The exercise:
Output the records. Match them exactly.

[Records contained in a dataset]

——————————

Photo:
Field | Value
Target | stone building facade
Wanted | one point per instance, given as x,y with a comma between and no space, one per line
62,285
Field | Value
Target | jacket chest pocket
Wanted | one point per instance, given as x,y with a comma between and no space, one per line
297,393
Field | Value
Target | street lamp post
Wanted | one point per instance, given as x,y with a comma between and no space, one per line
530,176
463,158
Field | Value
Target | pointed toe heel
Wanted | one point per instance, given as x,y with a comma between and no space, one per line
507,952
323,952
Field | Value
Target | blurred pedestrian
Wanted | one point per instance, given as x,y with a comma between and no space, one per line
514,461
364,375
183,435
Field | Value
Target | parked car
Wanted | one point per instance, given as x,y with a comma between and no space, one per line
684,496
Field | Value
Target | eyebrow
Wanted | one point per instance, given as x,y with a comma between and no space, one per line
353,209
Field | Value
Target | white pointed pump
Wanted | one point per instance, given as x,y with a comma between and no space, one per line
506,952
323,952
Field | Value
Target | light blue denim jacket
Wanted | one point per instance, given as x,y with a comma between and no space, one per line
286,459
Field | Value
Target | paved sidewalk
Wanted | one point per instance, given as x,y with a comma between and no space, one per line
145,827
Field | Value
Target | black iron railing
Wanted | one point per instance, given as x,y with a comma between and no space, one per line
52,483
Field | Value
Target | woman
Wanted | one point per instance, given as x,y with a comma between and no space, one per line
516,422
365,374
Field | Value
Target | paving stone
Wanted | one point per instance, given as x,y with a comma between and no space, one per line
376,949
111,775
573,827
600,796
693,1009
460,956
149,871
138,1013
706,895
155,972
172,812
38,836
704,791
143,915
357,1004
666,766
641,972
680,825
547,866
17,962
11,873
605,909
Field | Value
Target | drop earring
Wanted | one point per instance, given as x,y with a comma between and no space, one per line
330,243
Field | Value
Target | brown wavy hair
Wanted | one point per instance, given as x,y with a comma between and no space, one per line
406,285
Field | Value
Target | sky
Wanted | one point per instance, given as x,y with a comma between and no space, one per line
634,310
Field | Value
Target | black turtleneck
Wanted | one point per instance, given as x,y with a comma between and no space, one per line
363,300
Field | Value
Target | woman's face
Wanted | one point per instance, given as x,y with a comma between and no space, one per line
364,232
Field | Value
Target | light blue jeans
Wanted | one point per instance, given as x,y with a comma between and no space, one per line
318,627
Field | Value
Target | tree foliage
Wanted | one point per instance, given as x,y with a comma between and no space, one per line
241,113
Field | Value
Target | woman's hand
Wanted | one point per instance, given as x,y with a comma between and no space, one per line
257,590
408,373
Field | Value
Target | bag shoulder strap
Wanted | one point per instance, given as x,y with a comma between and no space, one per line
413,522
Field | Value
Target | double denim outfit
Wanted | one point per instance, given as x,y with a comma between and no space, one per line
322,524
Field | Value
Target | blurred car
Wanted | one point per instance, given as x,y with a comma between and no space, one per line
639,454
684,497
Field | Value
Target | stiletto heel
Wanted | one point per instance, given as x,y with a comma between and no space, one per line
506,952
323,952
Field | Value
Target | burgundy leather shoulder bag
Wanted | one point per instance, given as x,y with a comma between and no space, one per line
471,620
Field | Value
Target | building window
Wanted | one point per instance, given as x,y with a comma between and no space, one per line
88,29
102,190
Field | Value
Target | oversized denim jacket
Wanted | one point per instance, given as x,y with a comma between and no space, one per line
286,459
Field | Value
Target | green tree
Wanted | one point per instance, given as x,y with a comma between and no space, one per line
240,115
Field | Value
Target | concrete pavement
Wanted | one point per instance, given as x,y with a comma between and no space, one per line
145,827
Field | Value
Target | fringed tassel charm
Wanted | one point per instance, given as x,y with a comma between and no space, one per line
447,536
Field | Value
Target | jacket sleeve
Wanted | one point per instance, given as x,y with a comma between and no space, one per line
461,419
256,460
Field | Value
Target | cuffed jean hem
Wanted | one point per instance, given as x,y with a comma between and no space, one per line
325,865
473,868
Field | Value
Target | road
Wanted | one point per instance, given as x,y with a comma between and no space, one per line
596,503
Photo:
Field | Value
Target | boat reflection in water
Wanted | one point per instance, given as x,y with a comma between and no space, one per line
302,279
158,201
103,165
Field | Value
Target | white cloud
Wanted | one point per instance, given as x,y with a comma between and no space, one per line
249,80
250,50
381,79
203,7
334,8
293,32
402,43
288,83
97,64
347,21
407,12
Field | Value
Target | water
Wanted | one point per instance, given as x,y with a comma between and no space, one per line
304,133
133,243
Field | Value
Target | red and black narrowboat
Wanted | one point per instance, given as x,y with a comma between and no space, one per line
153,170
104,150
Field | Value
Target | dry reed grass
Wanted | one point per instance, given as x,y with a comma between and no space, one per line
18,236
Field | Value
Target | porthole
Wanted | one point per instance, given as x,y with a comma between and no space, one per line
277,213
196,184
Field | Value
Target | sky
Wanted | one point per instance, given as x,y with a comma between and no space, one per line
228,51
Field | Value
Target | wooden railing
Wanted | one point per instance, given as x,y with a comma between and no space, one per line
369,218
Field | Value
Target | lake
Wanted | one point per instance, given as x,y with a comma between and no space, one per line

——————————

Expected answer:
Photo:
Field | Value
Target | stone building facade
Wanted | one point per instance, given as x,y with a comma between and no space, one per line
62,285
Field | Value
Target | jacket chest pocket
Wanted | one point per instance, given as x,y with a comma between and no space, one per line
297,393
Field | Value
Target | street lamp post
Wanted | one point per instance, given as x,y with a comma between and no space, one per line
530,176
463,158
Field | Value
Target | pointed toe heel
Wanted | one point per instance, given as x,y with a comma between and no space, one per line
507,952
323,952
Field | Value
Target | blurred pedestrian
Wanted | one point per instance, given as x,y with a comma between and no space, one per line
514,461
364,375
183,435
Field | Value
Target | parked car
Wanted | one point per instance, given as x,y with a comma between and no space, one per line
684,496
Field | Value
Target | eyebrow
Wanted | one point per instance, given as x,y with a comma between and no space, one per line
353,209
Field | Value
Target | white pointed pump
Wanted | one point per instance, given as x,y with a comma between and no space, one per line
506,952
323,952
Field | Value
Target | light blue denim jacket
Wanted | one point per instance, given as x,y with a comma between and no space, one per line
286,459
Field | Value
Target | paved sidewalk
Wanted | one point per instance, given as x,y with a comma between and no space, one per line
145,827
Field | Value
Target | black iron railing
Wanted | one point per instance, given as x,y with a comma between and no space, one per line
52,483
Field | Value
Target | woman
Wanted | one point per instance, given as x,y with a comma between and no space, one per line
516,422
365,374
Field | Value
Target | paving stone
Wanted | one point per instance, given as x,y with a comma between and no space, one per line
376,949
111,775
573,827
600,796
693,1009
460,956
149,871
138,1013
706,895
155,972
172,812
38,836
704,791
143,915
357,1004
666,766
641,972
680,825
547,866
17,962
11,873
605,909
Field | Value
Target | drop earring
Wanted | one point per instance, given as x,y with a comma between and no space, one per line
330,243
Field | Value
Target | brown wavy hair
Wanted | one point per instance, given as x,y with a comma between and no space, one per line
406,285
Field | Value
Target | sky
Wanted | one point per instance, given as x,y with a comma between and no space, one per line
634,310
Field | Value
Target | black turtleneck
Wanted | one point per instance, given as x,y with a comma between and no space, one per line
363,300
Field | Value
Target | woman's face
Wanted | one point per instance, given as x,y with a comma between and no space, one per line
364,232
Field | Value
Target | light blue jeans
Wanted | one point per instance, given as x,y with a comma between and no space, one per line
318,627
Field | Value
Target | tree foliage
Wanted | one point per instance, given as x,y with a comma between and no space, one per line
241,113
Field | Value
Target | woman's hand
Wanted | one point per instance, given as x,y with a comma between and no space, one per line
257,590
408,373
Field | Value
Target | bag shoulder strap
Wanted | one point per instance, given as x,y with a comma between and no space, one per line
413,522
Field | Value
Target | double denim outfit
Wanted | one point per instance, given as x,y with a comma between and no space, one per line
322,524
Field | Value
Target | blurred car
Wanted | one point per instance, given as x,y with a comma between and no space, one per line
639,454
684,497
Field | Value
Target | stiletto heel
Wanted | one point per instance, given as x,y with a comma between and no space, one per line
506,952
323,952
Field | Value
Target | burgundy leather shoulder bag
Wanted | one point per instance, given as x,y with a comma between and no space, one per line
471,620
Field | Value
Target | building window
Wanted | one point per instance, given as x,y with a comma between and no space, one per line
88,29
102,190
Field | Value
Target | oversized denim jacket
Wanted | one point per instance, given as x,y with a comma between and no space, one per line
286,459
Field | Value
Target | green tree
Wanted | one point per instance, given as x,y with a comma between and no space, one per line
240,115
Field | Value
Target | concrete pavement
Wanted | one point per instance, given as x,y with a comma between and no space, one per line
145,827
Field | Value
Target | fringed tassel charm
Wanted | one point per instance, given as x,y with a comma between and no space, one per line
447,536
Field | Value
Target | jacket sleeve
Wanted | one point per instance, given as x,y with a comma between and no space, one per line
461,419
256,460
Field | Value
Target | cuffed jean hem
Wanted | one point per instance, given as x,y with a comma between and no space, one per line
325,865
473,868
Field | Value
Target | road
Wanted | one point per instance, given as x,y with a comma between and no space, one per line
596,503
Photo:
Field | Value
Target | boat reflection in water
Wanted | one point per instance, given as x,y with a comma between and no space, one per line
302,279
158,201
103,165
Field | Value
Target | white cloud
Wanted | one point per instance, given as x,y with a comma between and no space, one per line
249,80
250,50
381,79
203,7
334,8
293,32
402,43
288,83
97,64
347,21
407,12
Field | Value
Target | water
Wanted | one point per instance, given as x,y with a comma between and no space, one per line
304,133
133,243
Field | Value
Target | red and black narrowboat
Wanted | one point per instance, given as x,y with a comma between and no space, one per line
153,170
104,150
Field | Value
Target | dry reed grass
Wanted | one point per instance, given as x,y with a comma between and no space, one per line
18,236
Field | Value
Target | porthole
Wanted | one point per instance, given as x,y with a comma between and no space, one per line
277,213
196,184
Field | Value
Target | sky
Wanted | one point per instance, given as x,y with a comma between and no space, one per line
228,51
Field | Value
Target | wooden railing
Wanted | one point per instance, given as x,y with a comma between and no space, one per line
369,218
Field | Value
Target | lake
Wanted | one point per instance, given as x,y with a comma between and no space, one per line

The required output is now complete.